→ **What needs to be done**
Edit the material below so that "crowd of photographers" becomes "group of photographers" wherever it occurs, and keep everything else unchanged. Leave the pictures out of your edited version.

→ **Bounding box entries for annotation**

◇ ◇ ◇ ◇

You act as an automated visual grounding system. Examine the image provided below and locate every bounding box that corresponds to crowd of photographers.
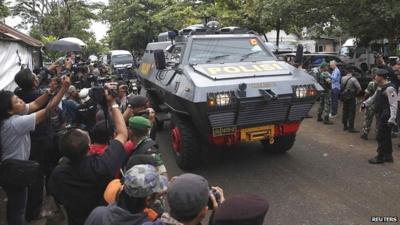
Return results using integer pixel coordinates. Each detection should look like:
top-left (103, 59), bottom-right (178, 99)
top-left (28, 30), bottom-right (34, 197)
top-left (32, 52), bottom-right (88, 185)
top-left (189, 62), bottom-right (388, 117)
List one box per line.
top-left (0, 54), bottom-right (269, 225)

◇ ◇ ◇ ◇

→ **Reply to the exercise**
You act as an automated visual grounding system. Examine the image provided below and locate every bounding box that corresponds to group of photographers.
Return results using integer pixel coordinates. Each detection should look like:
top-left (103, 59), bottom-right (178, 99)
top-left (28, 30), bottom-right (34, 197)
top-left (32, 52), bottom-right (88, 185)
top-left (189, 62), bottom-right (388, 117)
List one box per line.
top-left (0, 54), bottom-right (269, 225)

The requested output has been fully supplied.